◆ TAREAS PENDIENTES ◆
1) Indica si cada afirmación coincide con el texto sobre los primeros recuerdos de poesía: (a) Hernán recuerda unos versos de Sui Generis en los que Dios trabaja en un mostrador; (b) Hernán está seguro de haber copiado con exactitud los versos de Virus; (c) el escrito se publicó primero en Facebook. Responde sí o no y cita textualmente las palabras que lo deciden.
2) Enumera todos los músicos, grupos musicales y poetas que se nombran en el texto sobre los primeros recuerdos de poesía.
3) Escribe, por favor, lo que sigue en el texto sobre los primeros recuerdos de poesía, a partir de su última oración.

Fernando: ¡mi sueño es llegar a tener el peinado del Puma Rodríguez!
Por otro lado, me alegra saber que esta experiencia tan personal (y hasta confesional) pueda ser compartida y empatice con otros lectores apasionados del género poético. Debo decir que fue así: no había reflexionado ni verbalizado el modo de llegada a la poesía. Tenía en claro ciertos autores que me había deslumbrado, pero no cómo el lenguaje poético formaba parte de mí. Hasta que un día me vino el recuerdo de "Dueño de nada" y fue toda una revelación (de barrio como debe ser).
Hernán: la verdad es que no sé qué aceite esté usando, pero los refritos últimamente le salen muy ricos. De este ensayo (que no veo por qué no mandarlo ya a El desaguadero) me impresionó el trabajo sobre la memoria de esos dos episodios, esas dos edades. También tengo un par de recuerdos de la adolescencia:
Uno:
Dios es empleado en un mostrador
da para recibir. (Sui Generis)
Y yo tratando de imaginar a un sr que nos vende ¿qué? ¿vida eterna? Lo viví como una revelación sobre todo porque en esa época estaba cerca el catecismo.
Dos:
Un remolino mezcla
los besos y la ausencia
imágenes paganas
se desnudan en sueños (Virus)
En este caso me pregunto si los versos son tal como acabo de escribirlos. Creo que nunca entendí del todo a Moura. Y sin embargo me impresionaban esas palabras. También, esto lo pienso ahora, todos trabajaban muy cuidadosamente los textos para que no fueran obvios, pues el sr tijeras estaba en pleno ejercicio de sus funciones.
Respecto de la lectura de poemas en sí, también sentí desde muy chico la fascinación por las palabras. Fueron las palabras sueltas, aisladas las que me llevaron a internarme en la lectura de los textos completos, las palabras que usaban Juana de Ibarbourou o Alfonsina Storni que eran tan pero tan distintas de las que yo oía a mi alrededor. La palabra escándalo (Caronte yo seré un escándalo en tu barca), la palabra hastío (una hora de hastío cuando muere la tarde). Eso. Leer esas palabras. Repetirlas. Buscarlas en el diccionario. Fueron los primeros pasos que di en el bosque de la poesía.
Sergio: entre refriteros no nos quememos los churros, jaja.
Sí, esta "idea" es una intervención de algo que escribí en la era previa al facebook, cuando tener un "blog" era re-moderno y cool. Ahora, escribir en un blog es como tener dos latas amarradas a una piola y gritarle al otro que está a dos metros. En fin.

◆ DATOS SIN PROCESAR ◆
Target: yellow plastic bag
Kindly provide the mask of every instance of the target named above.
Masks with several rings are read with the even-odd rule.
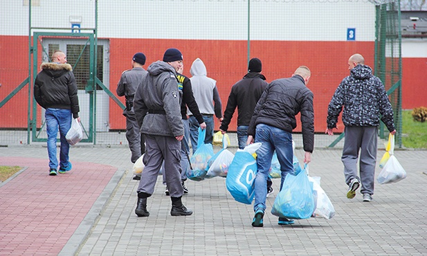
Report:
[[[388,143],[385,146],[385,153],[383,155],[381,160],[379,161],[379,167],[380,168],[383,168],[387,161],[390,158],[390,156],[393,154],[393,152],[394,151],[394,136],[390,134],[388,135]]]
[[[227,145],[230,145],[230,138],[227,134],[222,134],[221,131],[218,131],[214,134],[212,144],[215,146],[222,146],[222,137],[226,136],[227,140]]]

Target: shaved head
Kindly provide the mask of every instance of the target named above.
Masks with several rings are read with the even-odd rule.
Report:
[[[306,66],[300,66],[296,71],[293,72],[294,75],[300,75],[303,78],[309,77],[311,75],[311,73],[309,68]]]
[[[365,64],[365,58],[363,58],[363,56],[362,56],[361,55],[358,54],[358,53],[356,53],[352,55],[352,57],[350,57],[349,61],[351,61],[352,62],[356,62],[358,64],[362,64],[364,65]]]
[[[52,54],[52,62],[61,64],[66,63],[66,55],[63,51],[57,50]]]

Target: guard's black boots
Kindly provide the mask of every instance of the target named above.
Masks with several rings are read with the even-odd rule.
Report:
[[[138,198],[136,203],[135,214],[138,217],[149,217],[149,212],[147,210],[147,198]]]
[[[172,197],[172,208],[170,210],[172,216],[188,216],[192,214],[193,212],[191,210],[187,209],[182,203],[180,197]]]

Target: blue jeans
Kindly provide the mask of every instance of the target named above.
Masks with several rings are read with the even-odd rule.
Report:
[[[264,124],[257,125],[255,143],[262,143],[257,150],[257,166],[258,171],[255,179],[254,210],[260,208],[266,210],[267,196],[267,178],[271,166],[273,154],[275,150],[280,163],[282,180],[280,190],[284,178],[293,172],[293,152],[292,150],[292,134],[279,128]]]
[[[58,161],[56,158],[56,137],[60,129],[61,149],[60,152],[60,168],[67,168],[70,165],[69,152],[70,145],[65,136],[71,127],[71,110],[61,109],[47,109],[44,115],[48,134],[48,154],[49,167],[57,170]]]
[[[205,144],[212,144],[213,140],[214,122],[212,115],[203,115],[203,120],[206,123],[206,135],[205,136]],[[197,139],[199,138],[199,122],[194,116],[190,116],[190,139],[192,152],[194,154],[197,150]]]
[[[244,149],[248,141],[248,125],[237,126],[237,140],[239,140],[239,148]]]

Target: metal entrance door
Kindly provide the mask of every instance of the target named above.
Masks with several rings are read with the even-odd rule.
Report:
[[[55,51],[61,50],[65,53],[68,63],[73,67],[73,73],[77,82],[80,107],[79,116],[84,131],[83,141],[93,142],[93,134],[95,129],[96,131],[109,130],[109,95],[102,91],[100,86],[95,86],[96,81],[100,81],[108,90],[109,42],[107,40],[100,40],[97,42],[96,48],[93,34],[78,35],[35,33],[33,45],[38,47],[35,47],[33,51],[35,66],[33,73],[35,77],[35,74],[39,71],[38,67],[40,62],[51,61],[50,58]],[[40,133],[40,131],[46,129],[44,109],[42,109],[41,115],[37,115],[36,107],[35,104],[33,107],[33,140],[45,141],[46,139],[42,138],[44,136],[42,134],[44,133]],[[40,117],[41,121],[37,121],[37,116]],[[39,131],[36,134],[35,131],[37,129]]]
[[[89,127],[90,109],[90,93],[87,93],[86,86],[89,80],[89,48],[85,48],[87,40],[72,39],[43,39],[43,48],[49,53],[49,56],[55,50],[61,50],[66,55],[68,63],[73,66],[73,73],[77,82],[79,105],[80,107],[80,119],[84,127]],[[108,88],[108,42],[98,42],[98,57],[96,76]],[[81,56],[80,56],[81,55]],[[80,58],[79,58],[80,57]],[[49,62],[46,55],[44,55],[42,61]],[[102,89],[96,86],[96,131],[108,131],[109,129],[109,97],[102,92]]]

◆ RESPUESTAS POR NÚMERO ◆
1)
(a) Sí: "Dios es empleado en un mostrador".
(b) No: "me pregunto si los versos son tal como acabo de escribirlos".
(c) No: "algo que escribí en la era previa al facebook".

2) Puma Rodríguez, Sui Generis, Virus, Moura, Juana de Ibarbourou, Alfonsina Storni.

3)
Me acuerdo también de "Dime quién me lo robó" de Sui Generis... ¡qué revelación! Jaja.
Por otro lado es cierto. Las letras letras de Federico Morua nunca fueron del todo "conexas". "Caramelos de miel entre tus manos/te prometo una cita ideal", bastante críptica. Aunque luego empecé a escuchar a los Redondos y ¡mamita! Eso sí que era hermetismo. Todavía no sé si del bueno.
Graciaspor compartir tu experiencia, amigo. No le baje el fuego que el aceite es del bueno.
Hasta el próximo refrito.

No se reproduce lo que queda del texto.